» **DATA TO USE**:
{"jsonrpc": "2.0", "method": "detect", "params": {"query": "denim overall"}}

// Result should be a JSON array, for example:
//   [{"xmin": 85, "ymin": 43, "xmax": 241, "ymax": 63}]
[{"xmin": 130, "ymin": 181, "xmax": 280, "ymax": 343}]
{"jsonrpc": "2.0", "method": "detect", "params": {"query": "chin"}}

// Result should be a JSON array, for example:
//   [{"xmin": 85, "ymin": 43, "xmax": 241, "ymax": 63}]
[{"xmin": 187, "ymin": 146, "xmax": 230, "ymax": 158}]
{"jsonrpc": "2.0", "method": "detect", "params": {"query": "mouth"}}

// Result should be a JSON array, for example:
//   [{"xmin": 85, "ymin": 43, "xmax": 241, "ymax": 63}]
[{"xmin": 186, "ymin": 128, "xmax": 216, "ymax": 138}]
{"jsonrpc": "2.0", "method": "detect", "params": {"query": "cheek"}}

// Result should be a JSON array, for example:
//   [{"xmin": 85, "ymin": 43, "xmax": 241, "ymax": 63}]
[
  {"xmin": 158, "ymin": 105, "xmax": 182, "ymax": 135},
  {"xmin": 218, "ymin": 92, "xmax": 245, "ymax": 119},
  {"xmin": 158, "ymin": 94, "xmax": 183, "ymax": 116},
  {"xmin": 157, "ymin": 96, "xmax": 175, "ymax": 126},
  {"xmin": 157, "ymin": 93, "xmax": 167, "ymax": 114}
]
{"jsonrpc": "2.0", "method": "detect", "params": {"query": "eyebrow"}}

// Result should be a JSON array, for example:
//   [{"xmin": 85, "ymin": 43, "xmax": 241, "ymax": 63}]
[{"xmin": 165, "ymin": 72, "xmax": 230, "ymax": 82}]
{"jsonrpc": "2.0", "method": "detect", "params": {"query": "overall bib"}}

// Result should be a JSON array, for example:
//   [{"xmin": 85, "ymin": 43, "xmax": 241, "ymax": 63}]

» **ACTIVITY**: Look through the entries, and return every line that the word "method" appears in.

» **RESULT**:
{"jsonrpc": "2.0", "method": "detect", "params": {"query": "denim overall"}}
{"jsonrpc": "2.0", "method": "detect", "params": {"query": "chin"}}
{"jsonrpc": "2.0", "method": "detect", "params": {"query": "mouth"}}
{"jsonrpc": "2.0", "method": "detect", "params": {"query": "cheek"}}
{"jsonrpc": "2.0", "method": "detect", "params": {"query": "eyebrow"}}
{"jsonrpc": "2.0", "method": "detect", "params": {"query": "overall bib"}}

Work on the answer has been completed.